### Provided records
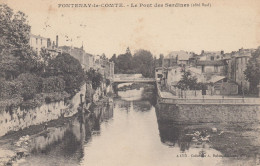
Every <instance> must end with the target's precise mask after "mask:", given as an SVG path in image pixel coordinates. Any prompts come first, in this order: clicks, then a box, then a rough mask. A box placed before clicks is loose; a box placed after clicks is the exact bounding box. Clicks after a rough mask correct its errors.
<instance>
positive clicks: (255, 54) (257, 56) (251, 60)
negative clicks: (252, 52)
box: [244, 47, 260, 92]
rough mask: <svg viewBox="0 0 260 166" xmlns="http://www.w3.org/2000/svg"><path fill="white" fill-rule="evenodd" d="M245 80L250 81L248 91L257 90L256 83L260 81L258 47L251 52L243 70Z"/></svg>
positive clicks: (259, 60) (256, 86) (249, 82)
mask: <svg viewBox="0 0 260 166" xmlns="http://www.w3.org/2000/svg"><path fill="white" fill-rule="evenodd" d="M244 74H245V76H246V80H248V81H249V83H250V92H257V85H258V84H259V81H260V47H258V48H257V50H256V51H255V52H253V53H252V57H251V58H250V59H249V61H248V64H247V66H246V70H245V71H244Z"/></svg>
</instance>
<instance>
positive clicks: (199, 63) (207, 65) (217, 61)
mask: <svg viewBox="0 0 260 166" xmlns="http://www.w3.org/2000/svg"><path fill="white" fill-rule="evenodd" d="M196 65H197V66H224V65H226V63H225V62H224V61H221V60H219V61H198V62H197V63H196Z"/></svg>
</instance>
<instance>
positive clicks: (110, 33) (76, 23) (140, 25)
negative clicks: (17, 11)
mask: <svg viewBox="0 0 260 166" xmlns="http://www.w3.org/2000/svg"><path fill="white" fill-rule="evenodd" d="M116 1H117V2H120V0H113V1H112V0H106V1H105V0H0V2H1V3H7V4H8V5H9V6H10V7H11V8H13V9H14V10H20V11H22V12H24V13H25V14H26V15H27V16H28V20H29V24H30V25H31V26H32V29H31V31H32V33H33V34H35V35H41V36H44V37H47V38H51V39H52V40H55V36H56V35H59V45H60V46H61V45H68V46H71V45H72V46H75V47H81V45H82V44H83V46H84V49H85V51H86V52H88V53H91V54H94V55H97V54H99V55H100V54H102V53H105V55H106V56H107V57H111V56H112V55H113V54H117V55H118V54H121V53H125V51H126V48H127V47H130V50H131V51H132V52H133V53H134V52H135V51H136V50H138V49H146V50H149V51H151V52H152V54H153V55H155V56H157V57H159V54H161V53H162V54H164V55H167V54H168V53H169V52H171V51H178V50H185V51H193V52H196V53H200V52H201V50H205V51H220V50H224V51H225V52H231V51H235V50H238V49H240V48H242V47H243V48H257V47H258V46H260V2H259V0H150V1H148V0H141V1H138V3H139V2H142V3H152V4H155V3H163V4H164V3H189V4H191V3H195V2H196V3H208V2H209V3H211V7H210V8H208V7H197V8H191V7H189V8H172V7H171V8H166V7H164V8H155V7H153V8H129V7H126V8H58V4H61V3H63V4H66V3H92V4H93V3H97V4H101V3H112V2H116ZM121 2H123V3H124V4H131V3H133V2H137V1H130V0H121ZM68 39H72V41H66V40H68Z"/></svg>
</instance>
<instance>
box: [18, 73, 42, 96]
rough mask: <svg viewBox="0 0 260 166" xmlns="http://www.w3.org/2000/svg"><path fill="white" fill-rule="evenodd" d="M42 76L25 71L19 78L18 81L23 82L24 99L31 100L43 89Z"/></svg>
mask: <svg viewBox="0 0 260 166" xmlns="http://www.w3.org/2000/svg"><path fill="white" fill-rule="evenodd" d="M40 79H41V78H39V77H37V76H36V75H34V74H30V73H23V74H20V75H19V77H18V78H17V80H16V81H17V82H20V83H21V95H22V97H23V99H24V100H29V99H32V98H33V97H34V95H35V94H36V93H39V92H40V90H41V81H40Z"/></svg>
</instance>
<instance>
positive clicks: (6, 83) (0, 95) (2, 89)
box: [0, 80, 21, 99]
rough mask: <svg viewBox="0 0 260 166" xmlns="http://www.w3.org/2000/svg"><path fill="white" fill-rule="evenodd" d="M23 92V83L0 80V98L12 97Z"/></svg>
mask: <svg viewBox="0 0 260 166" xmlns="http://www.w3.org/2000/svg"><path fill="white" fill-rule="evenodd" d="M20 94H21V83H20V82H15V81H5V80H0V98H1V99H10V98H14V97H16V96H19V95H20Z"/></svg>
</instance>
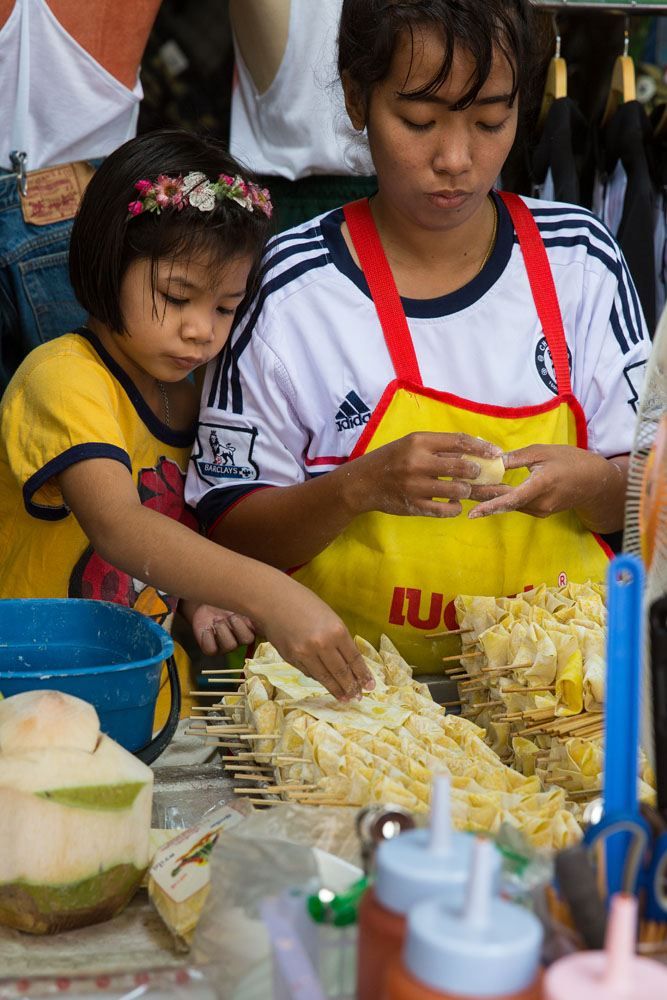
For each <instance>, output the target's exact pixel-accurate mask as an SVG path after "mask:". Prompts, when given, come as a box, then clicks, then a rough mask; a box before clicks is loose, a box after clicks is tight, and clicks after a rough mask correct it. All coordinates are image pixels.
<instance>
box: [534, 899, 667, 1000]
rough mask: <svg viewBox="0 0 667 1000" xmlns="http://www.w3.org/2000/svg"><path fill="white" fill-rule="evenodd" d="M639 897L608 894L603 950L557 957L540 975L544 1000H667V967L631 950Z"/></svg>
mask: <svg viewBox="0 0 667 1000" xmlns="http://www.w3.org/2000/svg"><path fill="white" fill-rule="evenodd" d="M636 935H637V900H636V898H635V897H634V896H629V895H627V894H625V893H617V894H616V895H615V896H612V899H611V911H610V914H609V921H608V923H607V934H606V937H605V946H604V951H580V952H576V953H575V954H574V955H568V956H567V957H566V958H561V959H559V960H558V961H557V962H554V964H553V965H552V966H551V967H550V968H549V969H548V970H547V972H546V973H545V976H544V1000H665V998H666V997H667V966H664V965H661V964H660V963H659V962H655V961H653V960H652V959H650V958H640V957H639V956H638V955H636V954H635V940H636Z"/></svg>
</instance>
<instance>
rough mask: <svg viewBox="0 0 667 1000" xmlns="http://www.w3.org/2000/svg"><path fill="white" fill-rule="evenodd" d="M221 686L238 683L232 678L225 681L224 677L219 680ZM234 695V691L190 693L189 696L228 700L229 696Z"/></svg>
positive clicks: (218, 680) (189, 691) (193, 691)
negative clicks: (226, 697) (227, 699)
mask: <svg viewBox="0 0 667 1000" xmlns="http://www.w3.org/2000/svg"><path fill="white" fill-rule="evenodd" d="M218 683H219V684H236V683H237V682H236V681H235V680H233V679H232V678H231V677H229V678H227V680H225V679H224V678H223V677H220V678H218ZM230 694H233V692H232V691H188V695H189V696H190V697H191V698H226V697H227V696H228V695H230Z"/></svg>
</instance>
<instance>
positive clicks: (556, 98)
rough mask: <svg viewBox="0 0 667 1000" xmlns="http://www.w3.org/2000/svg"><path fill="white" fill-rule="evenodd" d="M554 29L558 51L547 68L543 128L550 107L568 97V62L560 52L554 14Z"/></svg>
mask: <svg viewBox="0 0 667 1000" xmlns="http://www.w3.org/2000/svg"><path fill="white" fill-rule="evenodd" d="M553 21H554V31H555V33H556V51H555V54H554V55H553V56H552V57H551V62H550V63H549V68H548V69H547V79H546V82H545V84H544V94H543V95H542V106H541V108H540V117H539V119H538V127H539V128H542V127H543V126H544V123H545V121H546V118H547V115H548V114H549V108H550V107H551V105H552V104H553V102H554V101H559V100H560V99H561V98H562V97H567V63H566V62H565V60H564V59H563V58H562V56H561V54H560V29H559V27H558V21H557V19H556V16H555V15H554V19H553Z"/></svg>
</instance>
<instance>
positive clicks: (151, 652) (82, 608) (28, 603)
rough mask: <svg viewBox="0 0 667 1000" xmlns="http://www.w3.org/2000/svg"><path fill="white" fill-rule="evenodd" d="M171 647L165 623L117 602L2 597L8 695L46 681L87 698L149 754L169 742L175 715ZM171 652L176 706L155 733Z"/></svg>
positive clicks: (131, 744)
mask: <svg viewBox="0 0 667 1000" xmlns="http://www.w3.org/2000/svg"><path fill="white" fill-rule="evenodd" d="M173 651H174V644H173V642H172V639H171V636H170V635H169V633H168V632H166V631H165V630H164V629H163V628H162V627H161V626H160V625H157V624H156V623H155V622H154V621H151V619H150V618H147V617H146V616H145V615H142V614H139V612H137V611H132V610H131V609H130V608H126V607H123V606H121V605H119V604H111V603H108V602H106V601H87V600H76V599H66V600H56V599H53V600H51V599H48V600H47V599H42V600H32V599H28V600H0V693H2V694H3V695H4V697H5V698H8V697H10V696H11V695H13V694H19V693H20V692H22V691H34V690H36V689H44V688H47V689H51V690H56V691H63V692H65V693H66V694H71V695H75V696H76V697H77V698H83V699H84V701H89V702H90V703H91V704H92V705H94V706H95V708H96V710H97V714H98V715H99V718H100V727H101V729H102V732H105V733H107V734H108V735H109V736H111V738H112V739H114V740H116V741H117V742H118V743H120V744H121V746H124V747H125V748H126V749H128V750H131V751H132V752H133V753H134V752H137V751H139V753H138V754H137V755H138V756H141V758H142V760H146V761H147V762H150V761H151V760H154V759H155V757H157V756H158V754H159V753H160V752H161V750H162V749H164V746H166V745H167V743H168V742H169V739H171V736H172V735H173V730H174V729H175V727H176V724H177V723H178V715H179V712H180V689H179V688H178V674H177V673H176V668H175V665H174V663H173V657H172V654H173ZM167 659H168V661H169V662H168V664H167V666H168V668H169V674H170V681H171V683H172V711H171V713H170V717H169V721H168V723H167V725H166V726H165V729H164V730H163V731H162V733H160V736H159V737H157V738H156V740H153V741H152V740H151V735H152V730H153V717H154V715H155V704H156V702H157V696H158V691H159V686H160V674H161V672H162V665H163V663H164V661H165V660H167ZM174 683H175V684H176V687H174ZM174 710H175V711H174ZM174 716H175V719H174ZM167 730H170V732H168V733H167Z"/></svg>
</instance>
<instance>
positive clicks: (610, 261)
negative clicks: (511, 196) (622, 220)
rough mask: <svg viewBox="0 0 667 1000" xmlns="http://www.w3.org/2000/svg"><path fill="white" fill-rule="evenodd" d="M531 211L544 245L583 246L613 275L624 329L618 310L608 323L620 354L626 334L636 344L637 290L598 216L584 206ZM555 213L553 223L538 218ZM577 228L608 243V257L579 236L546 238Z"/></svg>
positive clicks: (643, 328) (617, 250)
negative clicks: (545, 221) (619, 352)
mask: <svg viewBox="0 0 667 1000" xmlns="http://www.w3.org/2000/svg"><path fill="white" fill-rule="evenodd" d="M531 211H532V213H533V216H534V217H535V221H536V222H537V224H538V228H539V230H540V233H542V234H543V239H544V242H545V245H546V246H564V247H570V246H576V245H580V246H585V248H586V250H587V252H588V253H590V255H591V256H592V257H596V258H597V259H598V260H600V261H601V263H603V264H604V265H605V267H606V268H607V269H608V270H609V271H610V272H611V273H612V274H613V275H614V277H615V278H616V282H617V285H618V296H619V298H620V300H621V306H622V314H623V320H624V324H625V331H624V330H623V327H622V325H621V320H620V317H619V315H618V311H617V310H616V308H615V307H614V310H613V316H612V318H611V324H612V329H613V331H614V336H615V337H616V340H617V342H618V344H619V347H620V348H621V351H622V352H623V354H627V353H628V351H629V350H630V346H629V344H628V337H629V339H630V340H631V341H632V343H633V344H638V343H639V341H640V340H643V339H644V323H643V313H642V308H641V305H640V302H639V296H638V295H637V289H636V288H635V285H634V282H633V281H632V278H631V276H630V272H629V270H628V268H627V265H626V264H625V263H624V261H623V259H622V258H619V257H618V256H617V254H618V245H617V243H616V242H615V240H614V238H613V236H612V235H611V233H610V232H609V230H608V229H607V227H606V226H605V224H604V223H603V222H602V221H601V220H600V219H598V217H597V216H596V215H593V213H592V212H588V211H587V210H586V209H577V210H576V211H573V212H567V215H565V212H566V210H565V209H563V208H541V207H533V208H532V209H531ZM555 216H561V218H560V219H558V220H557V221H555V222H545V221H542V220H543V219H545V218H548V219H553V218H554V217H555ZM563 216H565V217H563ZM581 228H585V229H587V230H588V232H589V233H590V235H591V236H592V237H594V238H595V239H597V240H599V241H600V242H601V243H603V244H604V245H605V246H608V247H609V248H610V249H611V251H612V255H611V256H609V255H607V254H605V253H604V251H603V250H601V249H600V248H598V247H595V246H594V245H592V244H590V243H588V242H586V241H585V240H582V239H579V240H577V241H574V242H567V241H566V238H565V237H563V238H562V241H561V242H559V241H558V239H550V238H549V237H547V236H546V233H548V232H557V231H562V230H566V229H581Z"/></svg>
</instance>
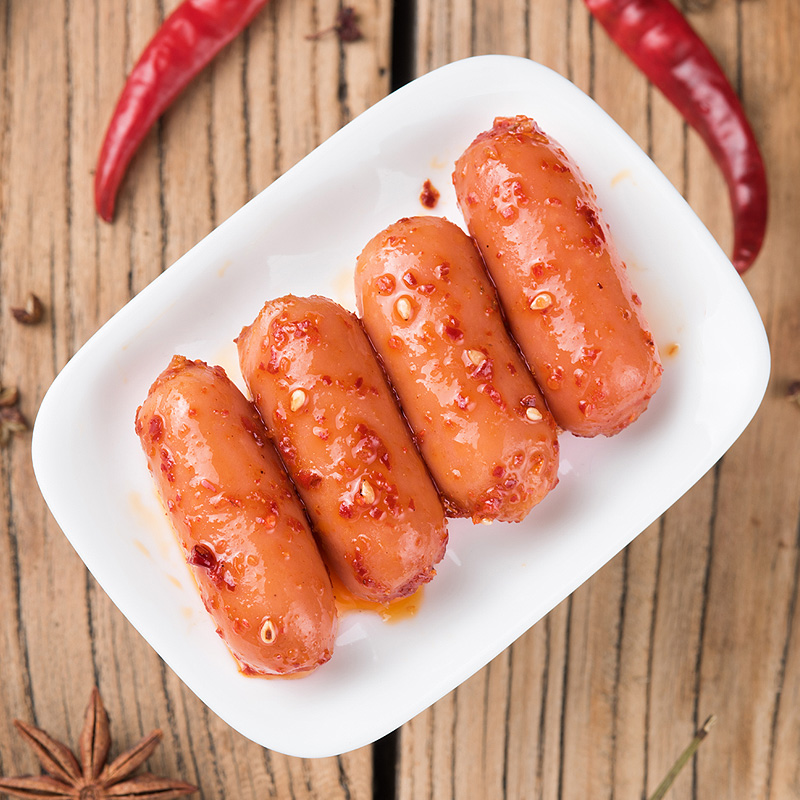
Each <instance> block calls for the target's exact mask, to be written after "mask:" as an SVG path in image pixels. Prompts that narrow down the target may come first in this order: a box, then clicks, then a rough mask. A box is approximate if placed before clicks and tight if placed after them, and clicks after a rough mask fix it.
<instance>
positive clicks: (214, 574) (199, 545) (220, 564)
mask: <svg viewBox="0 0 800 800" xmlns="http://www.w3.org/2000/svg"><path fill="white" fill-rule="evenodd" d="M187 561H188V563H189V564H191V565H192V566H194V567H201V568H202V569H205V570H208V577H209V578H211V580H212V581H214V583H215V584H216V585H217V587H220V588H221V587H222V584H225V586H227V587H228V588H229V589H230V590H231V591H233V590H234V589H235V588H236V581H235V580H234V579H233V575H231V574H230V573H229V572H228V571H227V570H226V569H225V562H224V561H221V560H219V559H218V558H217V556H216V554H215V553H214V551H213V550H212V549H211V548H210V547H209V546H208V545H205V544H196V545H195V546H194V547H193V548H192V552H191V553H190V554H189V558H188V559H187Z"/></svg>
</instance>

### Task prompt
Copy out exactly, with no pictures, the lines of the data from the first one through the line bearing "80L250 81L248 91L257".

### Solution for this task
Every <instance> must end with the target's precise mask after "mask:", given as an SVG path in image pixel coordinates. Any prompts come first, in this order: clicks, then a box, then a rough mask. A box placed before clicks is loose; a box placed after clicks is the exact bounding box. Clicks after a rough mask correct its errors.
<instance>
positive clicks: (255, 54) (257, 56) (251, 60)
negative clicks: (252, 52)
box: [244, 47, 260, 92]
rough mask: <svg viewBox="0 0 260 166" xmlns="http://www.w3.org/2000/svg"><path fill="white" fill-rule="evenodd" d="M245 80L250 81L248 91L257 90L256 83L260 81L258 47L251 52L243 70Z"/></svg>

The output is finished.